Tasks for this exercise |
1 – In the text on nouns that became verbs, what did "to magistrate" mean in 17th-century English?
2 – Shorten the paragraph of the text on nouns that became verbs that begins "'To moon' means to dream and be idle," keeping its main facts.
3 – Pick up the text on nouns that became verbs after its last sentence and keep writing.

Words in the English language never seem to stay in their lane. They bleed over into different parts of speech as people create new meanings for them, and it’s been happening longer than you might think.
Nouns turn into verbs all the time. You see it on the internet when words like “adult” become “adulting” and soon it’s used in regular conversation. The words adapt to their new meanings, and sometimes the new parts of speech get added to the dictionary. Here are five nouns that adopted their new verb status before the days of viral social media posts.
The moon isn’t just nature’s spotlight. "Moon" has multiple meanings and functions in language, both as a verb and noun.
"To moon" means to dream and be idle. It can also imply odd behavior along with daydreaming, like if you’re mooning over someone you find attractive. You focus on them, but that also means you probably aren’t thinking about practical tasks and responsibilities.
On the other hand, "mooning" can have a much less flattering meaning. If you moon someone physically, you may have pulled your pants down and shown your bare behind to someone.
"Magistrate" comes from the Latin word magister, which means to rule. As a noun in modern contexts it refers to a judge or other court officer. The verb definition is less specific.
"To magistrate" in 17th-century English meant to dominate. It could be displaying a domineering attitude toward others, or someone dominating a conversation. Either way, it doesn’t sound like something you want to do.

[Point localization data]
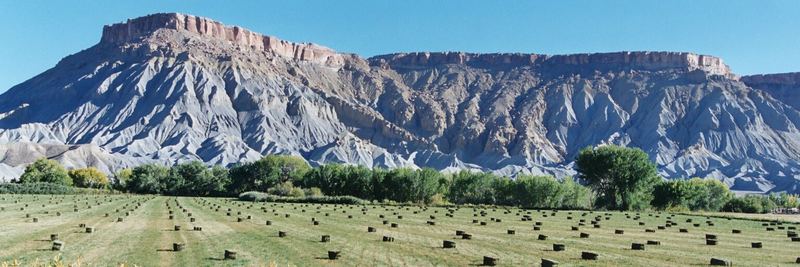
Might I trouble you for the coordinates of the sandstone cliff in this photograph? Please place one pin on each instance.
(172, 87)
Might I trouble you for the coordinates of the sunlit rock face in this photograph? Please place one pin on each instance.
(170, 88)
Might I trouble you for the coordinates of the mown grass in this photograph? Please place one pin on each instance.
(146, 235)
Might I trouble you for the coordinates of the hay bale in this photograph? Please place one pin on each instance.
(333, 254)
(549, 263)
(230, 254)
(720, 262)
(58, 245)
(587, 255)
(490, 261)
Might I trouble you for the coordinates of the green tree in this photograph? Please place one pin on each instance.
(574, 196)
(148, 179)
(621, 177)
(46, 171)
(472, 187)
(121, 179)
(267, 172)
(89, 177)
(537, 191)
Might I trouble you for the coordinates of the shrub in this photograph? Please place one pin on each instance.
(750, 204)
(89, 177)
(45, 171)
(267, 172)
(45, 188)
(314, 192)
(621, 177)
(264, 197)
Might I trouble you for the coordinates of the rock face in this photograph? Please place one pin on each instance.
(170, 87)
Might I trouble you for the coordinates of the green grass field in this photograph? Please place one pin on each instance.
(145, 236)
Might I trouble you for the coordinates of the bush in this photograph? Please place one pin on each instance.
(264, 197)
(45, 189)
(45, 171)
(313, 192)
(621, 177)
(694, 194)
(750, 204)
(267, 172)
(89, 177)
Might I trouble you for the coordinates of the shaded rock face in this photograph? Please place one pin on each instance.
(170, 88)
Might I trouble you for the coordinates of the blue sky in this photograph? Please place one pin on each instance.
(751, 36)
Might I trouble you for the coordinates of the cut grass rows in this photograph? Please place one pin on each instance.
(145, 237)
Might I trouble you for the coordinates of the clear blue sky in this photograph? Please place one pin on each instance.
(751, 36)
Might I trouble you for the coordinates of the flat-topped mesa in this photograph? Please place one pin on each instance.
(777, 79)
(133, 29)
(617, 60)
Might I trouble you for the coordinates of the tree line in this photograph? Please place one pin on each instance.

Expected responses |
1 – It meant to dominate.

2 – "To moon" means to daydream and be idle, sometimes with odd behavior, as when mooning over someone attractive. Focusing on that person usually means neglecting practical tasks and responsibilities.

3 –
You probably think of the creepy crawly sort of spider you find around the house. But spiders are more than just unwelcome guests. In fact, it’s the spider’s traits that led to the word becoming a verb.
If you’re spidering, you’re scurrying around quickly and quietly, the same way a spider does when you’re chasing it with a shoe. "To spider" can also mean to trap something, just like ensnaring a fly in a web.
The origins of "buttonhole" as a verb are debated. It may be literal, as in a button being pushed through a small hole. It may also be a misuse of the word "button-hold," which means to grasp the front of someone’s shirt.
As for what "buttonhole" means, no matter where it started, it’s something every one of us has experienced. "To buttonhole" someone is to pin them down in a conversation they don’t want to have. Think long one-on-one lectures you can’t escape, and you’ve been buttonholed.
Yes, even proper nouns can turn into verbs. "Rebecca" as a verb comes from the Rebecca Riots in 1840s Wales, when people protested against the poor conditions of farming areas. "Rebecca" became a verb that refers to destroying gates, like the ones in the riots.